#### Set of tasks
1. Answer these questions from the profile of John Ervic Vijandre, one answer per line:
(a) Which party has he belonged to since 2024?
(b) What position does he play for the Marikina Shoemasters?
(c) On what date did he assume office on the San Juan City Council?
2. Carry on the profile of John Ervic Vijandre from its last line.

Member of the San Juan City Council from the 1st district
- Incumbent
- Assumed office June 30, 2022

Personal details
- Born: John Ervic Manalo Vijandre January 26, 1986 (age 40) Taguig, Metro Manila, Philippines
- Party: Partido Federal ng Pilipinas (2024–present) Makabagong San Juan (local party)
- Other political affiliations: PDP–Laban (2021–2024) Kilusang Diwa ng Taguig (2013)
- Height: 1.93 m (6 ft 4 in)
- Occupation: Model; actor; Basketball player; entrepreneur; politician;
- Nickname(s): John, Ervic
- Basketball career

No. 30 – Marikina Shoemasters
- Position: Shooting guard
- League: MPBL

Personal information
- Listed height: 6 ft 4 in (1.93 m)
- Listed weight: 180 lb (82 kg)

#### Dataset content

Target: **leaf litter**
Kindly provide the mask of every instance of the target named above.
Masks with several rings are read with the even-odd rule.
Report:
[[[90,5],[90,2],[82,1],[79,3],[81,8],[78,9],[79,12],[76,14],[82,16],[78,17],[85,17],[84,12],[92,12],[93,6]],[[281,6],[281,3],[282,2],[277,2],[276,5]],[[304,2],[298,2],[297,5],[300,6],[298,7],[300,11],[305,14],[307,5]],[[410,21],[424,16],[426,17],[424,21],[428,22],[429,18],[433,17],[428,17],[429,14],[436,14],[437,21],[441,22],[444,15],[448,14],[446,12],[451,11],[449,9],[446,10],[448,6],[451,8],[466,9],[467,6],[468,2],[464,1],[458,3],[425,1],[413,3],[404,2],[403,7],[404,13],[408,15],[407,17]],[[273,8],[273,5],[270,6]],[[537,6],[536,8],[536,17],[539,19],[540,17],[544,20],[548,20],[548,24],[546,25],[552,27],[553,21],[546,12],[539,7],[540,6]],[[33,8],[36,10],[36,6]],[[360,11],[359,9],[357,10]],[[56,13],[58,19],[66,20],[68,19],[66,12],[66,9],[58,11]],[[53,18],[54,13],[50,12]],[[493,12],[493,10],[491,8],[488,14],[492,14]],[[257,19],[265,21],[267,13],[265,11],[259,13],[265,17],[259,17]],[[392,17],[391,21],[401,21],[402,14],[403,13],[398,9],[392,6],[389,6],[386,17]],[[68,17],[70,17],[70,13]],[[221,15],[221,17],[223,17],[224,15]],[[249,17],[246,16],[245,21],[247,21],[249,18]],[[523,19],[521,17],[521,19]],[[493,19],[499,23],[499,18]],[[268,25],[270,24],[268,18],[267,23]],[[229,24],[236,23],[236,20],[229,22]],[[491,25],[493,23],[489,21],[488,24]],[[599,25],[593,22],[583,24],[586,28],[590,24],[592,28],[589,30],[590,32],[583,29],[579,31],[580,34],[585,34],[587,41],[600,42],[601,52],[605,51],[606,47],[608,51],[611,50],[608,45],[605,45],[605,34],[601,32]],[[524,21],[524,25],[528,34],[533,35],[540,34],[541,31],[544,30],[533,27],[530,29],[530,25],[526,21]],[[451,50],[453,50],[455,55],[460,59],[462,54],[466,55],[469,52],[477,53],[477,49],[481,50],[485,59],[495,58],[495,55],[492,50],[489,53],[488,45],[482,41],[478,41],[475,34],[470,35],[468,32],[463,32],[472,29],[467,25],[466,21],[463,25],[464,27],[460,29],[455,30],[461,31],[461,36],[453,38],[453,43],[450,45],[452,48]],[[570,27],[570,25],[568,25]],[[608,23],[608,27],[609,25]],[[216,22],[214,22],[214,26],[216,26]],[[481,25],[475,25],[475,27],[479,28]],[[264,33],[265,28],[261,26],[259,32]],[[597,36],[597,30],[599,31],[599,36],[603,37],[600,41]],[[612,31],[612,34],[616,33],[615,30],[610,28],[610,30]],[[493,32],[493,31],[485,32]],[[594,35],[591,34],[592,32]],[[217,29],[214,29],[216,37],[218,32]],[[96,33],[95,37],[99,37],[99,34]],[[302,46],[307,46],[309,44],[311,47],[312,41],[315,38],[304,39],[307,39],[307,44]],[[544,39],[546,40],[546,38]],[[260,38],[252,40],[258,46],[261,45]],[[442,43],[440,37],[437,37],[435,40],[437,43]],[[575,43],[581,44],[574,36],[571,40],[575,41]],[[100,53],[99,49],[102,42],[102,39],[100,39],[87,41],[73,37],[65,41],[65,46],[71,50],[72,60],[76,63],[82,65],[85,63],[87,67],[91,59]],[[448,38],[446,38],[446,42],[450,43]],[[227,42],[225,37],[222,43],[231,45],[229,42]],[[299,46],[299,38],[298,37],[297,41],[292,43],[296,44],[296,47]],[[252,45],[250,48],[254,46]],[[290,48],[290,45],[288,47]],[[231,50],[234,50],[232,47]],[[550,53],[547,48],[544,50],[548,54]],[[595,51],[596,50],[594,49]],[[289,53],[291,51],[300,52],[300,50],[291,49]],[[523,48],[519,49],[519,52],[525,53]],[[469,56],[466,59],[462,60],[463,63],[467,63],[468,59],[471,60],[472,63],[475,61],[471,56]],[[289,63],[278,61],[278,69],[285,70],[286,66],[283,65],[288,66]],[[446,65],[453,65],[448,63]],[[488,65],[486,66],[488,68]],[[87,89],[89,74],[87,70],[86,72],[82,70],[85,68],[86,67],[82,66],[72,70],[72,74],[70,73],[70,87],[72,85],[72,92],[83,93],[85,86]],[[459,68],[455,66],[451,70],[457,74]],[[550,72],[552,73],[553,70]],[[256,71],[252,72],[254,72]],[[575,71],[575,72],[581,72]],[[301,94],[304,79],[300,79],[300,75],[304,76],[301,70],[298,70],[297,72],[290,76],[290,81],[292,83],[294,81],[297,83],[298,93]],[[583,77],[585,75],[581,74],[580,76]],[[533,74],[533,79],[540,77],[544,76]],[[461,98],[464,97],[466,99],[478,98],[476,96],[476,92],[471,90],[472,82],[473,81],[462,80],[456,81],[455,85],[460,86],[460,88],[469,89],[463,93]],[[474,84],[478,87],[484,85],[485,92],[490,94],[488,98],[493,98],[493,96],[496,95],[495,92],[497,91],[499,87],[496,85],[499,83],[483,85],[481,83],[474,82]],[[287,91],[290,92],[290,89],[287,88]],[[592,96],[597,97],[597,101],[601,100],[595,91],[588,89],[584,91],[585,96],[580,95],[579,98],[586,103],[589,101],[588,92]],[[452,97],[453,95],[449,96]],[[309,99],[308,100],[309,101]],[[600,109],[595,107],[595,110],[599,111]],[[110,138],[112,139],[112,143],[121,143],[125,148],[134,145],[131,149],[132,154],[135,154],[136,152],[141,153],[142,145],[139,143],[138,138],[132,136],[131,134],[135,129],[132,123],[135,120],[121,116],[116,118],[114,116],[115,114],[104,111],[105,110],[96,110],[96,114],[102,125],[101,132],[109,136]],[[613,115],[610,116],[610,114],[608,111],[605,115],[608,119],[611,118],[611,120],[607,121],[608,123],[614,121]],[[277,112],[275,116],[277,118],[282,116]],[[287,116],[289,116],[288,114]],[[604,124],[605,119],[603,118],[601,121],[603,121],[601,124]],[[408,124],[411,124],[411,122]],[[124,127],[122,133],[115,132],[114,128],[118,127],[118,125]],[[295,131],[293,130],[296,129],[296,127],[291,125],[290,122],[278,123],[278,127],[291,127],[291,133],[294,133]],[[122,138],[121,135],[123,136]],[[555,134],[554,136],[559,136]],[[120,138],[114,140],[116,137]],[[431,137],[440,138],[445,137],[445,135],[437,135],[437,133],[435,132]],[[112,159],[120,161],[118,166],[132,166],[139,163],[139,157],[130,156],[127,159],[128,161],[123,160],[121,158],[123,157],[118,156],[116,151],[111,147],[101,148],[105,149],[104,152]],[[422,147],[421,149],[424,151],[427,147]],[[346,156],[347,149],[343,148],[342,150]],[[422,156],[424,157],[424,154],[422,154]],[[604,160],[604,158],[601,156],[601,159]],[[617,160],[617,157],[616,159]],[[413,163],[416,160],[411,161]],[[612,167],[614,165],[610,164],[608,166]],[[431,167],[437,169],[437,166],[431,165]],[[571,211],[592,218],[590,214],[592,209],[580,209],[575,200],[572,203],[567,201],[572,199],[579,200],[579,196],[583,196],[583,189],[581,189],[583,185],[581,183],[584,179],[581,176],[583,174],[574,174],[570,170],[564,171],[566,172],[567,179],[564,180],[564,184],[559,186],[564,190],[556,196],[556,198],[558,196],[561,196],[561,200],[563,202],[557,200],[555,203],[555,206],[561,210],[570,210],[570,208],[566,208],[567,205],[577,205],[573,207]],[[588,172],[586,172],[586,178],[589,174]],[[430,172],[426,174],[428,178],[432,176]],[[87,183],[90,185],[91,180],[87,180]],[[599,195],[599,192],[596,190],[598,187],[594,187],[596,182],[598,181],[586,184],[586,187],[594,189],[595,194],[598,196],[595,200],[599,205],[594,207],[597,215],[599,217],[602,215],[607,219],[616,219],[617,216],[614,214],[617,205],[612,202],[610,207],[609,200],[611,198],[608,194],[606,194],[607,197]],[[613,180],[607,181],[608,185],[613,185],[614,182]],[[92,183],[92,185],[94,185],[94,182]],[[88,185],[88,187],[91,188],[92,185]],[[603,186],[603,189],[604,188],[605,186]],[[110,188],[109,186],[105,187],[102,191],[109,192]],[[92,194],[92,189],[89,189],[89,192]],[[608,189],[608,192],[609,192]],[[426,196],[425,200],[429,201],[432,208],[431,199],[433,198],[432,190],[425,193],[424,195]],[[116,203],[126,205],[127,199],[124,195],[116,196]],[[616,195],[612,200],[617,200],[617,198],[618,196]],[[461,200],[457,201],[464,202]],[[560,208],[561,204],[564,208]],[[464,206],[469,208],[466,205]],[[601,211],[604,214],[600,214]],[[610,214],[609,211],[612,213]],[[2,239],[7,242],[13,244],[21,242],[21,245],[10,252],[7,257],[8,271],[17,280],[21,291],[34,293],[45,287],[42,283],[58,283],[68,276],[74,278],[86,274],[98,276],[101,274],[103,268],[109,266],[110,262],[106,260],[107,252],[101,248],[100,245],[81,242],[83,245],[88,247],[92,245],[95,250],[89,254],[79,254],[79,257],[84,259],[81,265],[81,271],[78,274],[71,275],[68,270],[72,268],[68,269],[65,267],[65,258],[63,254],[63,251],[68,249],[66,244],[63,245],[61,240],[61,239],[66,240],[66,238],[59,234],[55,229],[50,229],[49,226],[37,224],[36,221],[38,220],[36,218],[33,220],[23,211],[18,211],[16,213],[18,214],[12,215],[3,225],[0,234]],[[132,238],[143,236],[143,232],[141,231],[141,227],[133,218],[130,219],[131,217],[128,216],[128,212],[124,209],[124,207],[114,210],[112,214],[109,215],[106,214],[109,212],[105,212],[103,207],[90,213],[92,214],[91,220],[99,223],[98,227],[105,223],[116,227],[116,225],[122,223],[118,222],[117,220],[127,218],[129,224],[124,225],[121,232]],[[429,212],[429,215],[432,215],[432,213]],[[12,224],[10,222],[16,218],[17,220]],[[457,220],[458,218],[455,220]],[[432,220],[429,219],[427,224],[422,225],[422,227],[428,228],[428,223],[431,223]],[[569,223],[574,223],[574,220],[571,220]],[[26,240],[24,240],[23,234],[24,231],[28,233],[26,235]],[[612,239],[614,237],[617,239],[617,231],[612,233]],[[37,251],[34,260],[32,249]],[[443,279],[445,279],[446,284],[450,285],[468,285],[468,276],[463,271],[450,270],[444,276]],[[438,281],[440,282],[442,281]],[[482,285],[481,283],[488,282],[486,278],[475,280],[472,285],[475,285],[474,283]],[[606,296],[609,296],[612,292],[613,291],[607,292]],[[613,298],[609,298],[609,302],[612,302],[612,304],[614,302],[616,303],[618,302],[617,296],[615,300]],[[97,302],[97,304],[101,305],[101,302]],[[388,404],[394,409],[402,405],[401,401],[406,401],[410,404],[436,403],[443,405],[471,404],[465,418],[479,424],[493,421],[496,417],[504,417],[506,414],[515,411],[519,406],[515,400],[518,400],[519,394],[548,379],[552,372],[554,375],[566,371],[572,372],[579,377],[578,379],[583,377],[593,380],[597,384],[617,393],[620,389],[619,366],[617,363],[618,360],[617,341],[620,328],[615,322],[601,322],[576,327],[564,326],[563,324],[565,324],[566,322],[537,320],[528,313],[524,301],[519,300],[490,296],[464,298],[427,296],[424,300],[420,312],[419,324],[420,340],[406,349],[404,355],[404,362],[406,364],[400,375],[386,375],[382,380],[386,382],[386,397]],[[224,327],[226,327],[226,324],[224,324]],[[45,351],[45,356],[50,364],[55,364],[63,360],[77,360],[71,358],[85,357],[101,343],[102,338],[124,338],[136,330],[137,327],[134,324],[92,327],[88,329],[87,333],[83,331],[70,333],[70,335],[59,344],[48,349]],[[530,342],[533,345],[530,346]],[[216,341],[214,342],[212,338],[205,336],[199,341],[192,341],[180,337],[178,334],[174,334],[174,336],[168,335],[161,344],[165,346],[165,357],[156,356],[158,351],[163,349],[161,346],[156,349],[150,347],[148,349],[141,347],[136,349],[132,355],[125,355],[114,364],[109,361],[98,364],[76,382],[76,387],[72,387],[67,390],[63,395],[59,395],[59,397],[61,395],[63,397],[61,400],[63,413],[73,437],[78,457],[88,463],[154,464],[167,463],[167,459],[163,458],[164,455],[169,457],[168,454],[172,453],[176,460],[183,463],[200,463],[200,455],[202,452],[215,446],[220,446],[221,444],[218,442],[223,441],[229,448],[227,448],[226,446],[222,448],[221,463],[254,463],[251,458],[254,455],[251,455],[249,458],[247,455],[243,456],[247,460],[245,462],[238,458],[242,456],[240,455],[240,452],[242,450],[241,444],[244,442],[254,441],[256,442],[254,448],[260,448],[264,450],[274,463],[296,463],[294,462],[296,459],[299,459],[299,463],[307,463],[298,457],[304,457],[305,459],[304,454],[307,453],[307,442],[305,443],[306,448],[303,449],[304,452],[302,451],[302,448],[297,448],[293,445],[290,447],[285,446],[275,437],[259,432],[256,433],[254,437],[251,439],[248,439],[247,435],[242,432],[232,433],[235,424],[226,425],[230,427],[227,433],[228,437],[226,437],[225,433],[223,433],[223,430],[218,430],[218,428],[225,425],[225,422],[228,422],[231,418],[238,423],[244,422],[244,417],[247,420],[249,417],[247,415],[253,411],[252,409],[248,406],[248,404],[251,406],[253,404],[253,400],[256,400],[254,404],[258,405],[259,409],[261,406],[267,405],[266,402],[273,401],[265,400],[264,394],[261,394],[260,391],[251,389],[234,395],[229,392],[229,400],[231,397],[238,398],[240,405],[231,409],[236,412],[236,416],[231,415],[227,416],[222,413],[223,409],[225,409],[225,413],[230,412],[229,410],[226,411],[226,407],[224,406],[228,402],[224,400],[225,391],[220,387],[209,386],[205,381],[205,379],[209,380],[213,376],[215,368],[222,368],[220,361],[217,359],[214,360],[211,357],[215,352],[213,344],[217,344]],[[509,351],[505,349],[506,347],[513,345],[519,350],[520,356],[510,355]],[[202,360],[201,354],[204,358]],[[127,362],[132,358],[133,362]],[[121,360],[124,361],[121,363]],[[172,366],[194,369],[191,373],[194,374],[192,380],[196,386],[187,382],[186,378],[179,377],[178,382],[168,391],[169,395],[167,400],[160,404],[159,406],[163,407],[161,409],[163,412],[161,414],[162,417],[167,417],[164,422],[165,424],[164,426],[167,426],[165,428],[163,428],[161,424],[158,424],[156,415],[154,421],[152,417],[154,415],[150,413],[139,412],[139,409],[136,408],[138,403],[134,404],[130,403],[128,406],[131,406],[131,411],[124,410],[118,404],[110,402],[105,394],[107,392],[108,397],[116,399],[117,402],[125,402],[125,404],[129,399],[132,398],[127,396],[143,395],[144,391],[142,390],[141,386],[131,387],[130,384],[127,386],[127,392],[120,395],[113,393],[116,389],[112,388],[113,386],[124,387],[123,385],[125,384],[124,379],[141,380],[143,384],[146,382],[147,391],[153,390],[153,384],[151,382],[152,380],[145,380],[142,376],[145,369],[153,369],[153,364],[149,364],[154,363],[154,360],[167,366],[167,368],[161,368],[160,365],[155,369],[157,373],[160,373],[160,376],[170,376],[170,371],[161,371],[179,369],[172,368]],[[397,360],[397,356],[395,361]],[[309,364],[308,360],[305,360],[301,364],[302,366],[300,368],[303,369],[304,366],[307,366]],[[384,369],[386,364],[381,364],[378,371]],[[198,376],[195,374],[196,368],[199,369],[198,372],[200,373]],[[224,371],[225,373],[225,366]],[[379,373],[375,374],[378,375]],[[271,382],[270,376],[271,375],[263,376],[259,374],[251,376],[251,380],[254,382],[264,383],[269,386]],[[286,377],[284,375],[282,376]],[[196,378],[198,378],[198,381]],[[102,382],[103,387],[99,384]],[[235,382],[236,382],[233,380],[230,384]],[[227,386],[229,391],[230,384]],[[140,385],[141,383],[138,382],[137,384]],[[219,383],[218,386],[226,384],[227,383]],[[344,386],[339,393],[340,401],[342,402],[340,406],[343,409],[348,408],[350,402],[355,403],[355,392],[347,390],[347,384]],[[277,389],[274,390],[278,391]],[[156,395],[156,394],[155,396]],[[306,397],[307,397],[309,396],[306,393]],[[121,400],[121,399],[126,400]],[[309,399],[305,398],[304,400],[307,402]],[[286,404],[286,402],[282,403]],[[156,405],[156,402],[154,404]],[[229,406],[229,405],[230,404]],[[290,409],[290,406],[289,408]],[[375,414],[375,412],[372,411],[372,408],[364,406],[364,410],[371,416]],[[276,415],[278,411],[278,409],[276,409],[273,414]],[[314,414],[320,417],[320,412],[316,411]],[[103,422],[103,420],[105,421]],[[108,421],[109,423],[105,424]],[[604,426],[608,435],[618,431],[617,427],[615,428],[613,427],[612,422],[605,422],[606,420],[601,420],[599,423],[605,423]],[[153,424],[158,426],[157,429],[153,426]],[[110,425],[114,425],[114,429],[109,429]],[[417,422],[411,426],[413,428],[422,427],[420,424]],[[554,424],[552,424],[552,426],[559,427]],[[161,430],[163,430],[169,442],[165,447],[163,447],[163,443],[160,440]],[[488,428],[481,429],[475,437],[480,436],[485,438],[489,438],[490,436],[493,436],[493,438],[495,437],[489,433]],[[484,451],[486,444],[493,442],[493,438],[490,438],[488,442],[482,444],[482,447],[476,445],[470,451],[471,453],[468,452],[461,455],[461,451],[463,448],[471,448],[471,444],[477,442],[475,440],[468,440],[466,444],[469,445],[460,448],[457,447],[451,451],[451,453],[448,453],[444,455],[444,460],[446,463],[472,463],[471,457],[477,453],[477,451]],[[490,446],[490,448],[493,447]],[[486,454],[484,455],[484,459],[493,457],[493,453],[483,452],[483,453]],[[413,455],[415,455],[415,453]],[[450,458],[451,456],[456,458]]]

#### Task responses
1.
(a) Partido Federal ng Pilipinas
(b) Shooting guard
(c) June 30, 2022

2.
Career information
- College: De La Salle
- PBA draft: 2013: 3rd round, 29th overall pick
- Drafted by: Rain or Shine Elasto Painters
- Playing career: 2011–present

Career history
- 2011–2012: Erase Placenta
- 2012–2013; 2015–2016: Wang's Basketball Couriers
- 2018–2022: GenSan Warriors
- 2022–present: Marikina Shoemasters

= Ervic Vijandre =

Filipino actor, basketball player, and politician

John Ervic Manalo Vijandre (born January 26, 1986) is a Filipino professional basketball player, actor, model, and politician. As a basketball player, he plays for the Marikina Shoemasters of the Maharlika Pilipinas Basketball League (MPBL). As a politician, he serves as a councilor of San Juan, Metro Manila from its first district since 2022.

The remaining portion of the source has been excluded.